Text for analysis ->
# # #

It’s almost the same, but now the session is using TLS version 1.3. It looks like there is some issue with versions of OpenSSL libraries on these hosts.

Failing hosts:

$ openssl version
OpenSSL 1.1.0l  10 Sep 2019

Working hosts:

$ openssl version
OpenSSL 1.1.1d  10 Sep 2019

It seems that something changed in OpenSSL between versions 1.1.0 and 1.1.1. Let’s look at the documentation for OpenSSL 1.1.1. (Well just the s_client documentation, as OpenSSL is the Texas Chainsaw Massacre of crypto functions and the library has a massive set of commands and options!)

-servername name

Set the TLS SNI (Server Name Indication) extension in the ClientHello message to the given value. If -servername is not provided, the TLS SNI extension will be populated with the name given to -connect if it follows a DNS name format. If -connect is not provided either, the SNI is set to “localhost”. This is the default since OpenSSL 1.1.1.

Even though SNI should normally be a DNS name and not an IP address, if -servername is provided then that name will be sent, regardless of whether it is a DNS name or not.

https://www.openssl.org/docs/man1.1.1/man1/openssl-s_client.html

Hmm. If this was the default since OpenSSL 1.1.1 what was the default before that version? Here’s the same manual entry for version 1.1.0 of openssl s_client.

-servername name

Set the TLS SNI (Server Name Indication) extension in the ClientHello message.

https://www.openssl.org/docs/man1.1.0/man1/openssl-s_client.html

The implication is now clear: If the TLS SNI is not set using this directive, then there is no SNI extension in the ClientHello message in this version of OpenSSL.

It looks like we have found the problem. Let’s check on an OpenSSL 1.1.0 client, adding a value for the servername parameter:

$ openssl s_client -connect x.labs.apnic.net:443 -servername x.labs.apnic.net
CONNECTED(00000003)
depth=2 O = Digital Signature Trust Co., CN = DST Root CA X3
verify return:1
depth=1 C = US, O = Let's Encrypt, CN = Let's Encrypt Authority X3
verify return:1
depth=0 CN = x.labs.apnic.net
verify return:1
---
Certificate chain
 0 s:/CN=x.labs.apnic.net
   i:/C=US/O=Let's Encrypt/CN=Let's Encrypt Authority X3
 1 s:/CN=x.labs.apnic.net
   i:/C=US/O=Let's Encrypt/CN=Let's Encrypt Authority X3
 2 s:/C=US/O=Let's Encrypt/CN=Let's Encrypt Authority X3
   i:/O=Digital Signature Trust Co./CN=DST Root CA X3

Let’s confirm that by giving a servername parameter value that is not the same as the connect name parameter:

$ openssl s_client -connect x.labs.apnic.net:443 -servername dmm.labs.apnic.net
CONNECTED(00000003)

# # #

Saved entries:
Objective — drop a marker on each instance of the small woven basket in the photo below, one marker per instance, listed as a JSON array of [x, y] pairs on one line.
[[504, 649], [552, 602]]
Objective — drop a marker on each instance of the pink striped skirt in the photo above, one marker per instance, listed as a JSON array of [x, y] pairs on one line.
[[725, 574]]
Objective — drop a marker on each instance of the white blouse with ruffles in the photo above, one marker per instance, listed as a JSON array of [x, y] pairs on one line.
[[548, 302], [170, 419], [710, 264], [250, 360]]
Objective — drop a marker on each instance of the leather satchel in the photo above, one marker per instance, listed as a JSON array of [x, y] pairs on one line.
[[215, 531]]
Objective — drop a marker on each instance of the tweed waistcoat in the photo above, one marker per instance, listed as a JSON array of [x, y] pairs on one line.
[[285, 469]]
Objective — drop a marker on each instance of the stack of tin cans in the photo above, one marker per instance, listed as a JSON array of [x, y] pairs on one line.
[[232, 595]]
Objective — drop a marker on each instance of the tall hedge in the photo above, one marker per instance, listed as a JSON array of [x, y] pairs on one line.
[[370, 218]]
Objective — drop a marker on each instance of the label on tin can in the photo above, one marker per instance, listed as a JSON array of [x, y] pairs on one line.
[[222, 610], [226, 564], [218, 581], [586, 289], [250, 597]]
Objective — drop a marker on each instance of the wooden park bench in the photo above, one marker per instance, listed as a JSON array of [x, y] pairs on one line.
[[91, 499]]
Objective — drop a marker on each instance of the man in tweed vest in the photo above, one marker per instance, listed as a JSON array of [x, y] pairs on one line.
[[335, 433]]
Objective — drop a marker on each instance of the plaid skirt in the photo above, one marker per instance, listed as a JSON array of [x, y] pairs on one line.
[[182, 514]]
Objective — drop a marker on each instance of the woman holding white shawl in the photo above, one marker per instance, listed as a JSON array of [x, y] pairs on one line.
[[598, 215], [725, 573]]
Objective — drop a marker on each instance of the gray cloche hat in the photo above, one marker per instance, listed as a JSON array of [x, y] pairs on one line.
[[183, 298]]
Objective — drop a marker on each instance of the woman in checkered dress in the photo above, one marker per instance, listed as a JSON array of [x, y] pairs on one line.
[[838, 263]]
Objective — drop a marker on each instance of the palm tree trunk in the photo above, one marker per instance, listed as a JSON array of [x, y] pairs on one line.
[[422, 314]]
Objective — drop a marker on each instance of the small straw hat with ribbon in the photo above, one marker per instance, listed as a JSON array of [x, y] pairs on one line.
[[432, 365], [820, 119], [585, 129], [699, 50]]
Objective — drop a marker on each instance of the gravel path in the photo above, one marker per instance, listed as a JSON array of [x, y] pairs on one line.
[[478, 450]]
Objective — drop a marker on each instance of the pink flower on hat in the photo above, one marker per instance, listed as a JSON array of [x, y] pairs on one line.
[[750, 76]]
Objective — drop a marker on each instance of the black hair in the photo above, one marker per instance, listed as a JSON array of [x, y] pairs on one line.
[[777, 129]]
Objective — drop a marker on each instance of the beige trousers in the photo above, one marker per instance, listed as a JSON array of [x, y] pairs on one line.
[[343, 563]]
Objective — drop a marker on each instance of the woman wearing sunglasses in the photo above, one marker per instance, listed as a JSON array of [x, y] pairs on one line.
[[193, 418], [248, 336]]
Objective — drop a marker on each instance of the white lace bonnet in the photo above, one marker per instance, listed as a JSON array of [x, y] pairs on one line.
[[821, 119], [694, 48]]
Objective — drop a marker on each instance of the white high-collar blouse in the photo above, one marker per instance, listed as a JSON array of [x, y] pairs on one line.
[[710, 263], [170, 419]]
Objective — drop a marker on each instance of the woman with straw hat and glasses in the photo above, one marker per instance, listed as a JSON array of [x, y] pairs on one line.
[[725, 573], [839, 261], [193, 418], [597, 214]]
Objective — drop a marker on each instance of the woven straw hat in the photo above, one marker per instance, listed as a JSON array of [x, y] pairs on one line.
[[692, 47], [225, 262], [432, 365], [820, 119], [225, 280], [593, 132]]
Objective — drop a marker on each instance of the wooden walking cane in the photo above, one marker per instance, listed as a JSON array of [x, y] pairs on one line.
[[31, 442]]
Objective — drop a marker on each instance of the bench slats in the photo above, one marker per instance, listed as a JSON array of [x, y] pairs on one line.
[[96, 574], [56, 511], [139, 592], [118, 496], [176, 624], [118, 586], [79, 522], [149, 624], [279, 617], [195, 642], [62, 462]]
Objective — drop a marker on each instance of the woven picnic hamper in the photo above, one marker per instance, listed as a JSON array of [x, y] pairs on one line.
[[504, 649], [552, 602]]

# # #

Exercise instructions ->
[A] List each distinct CN (common name) value that appears in the certificate output of the OpenSSL troubleshooting text.
[B] Extract the passage of the OpenSSL troubleshooting text between "Hmm. If this" and "the ClientHello message.", inclusive.
These lines are separate material, not part of the OpenSSL troubleshooting text.

Expected responses ->
[A]
DST Root CA X3
Let's Encrypt Authority X3
x.labs.apnic.net

[B]
Hmm. If this was the default since OpenSSL 1.1.1 what was the default before that version? Here’s the same manual entry for version 1.1.0 of openssl s_client.

-servername name

Set the TLS SNI (Server Name Indication) extension in the ClientHello message.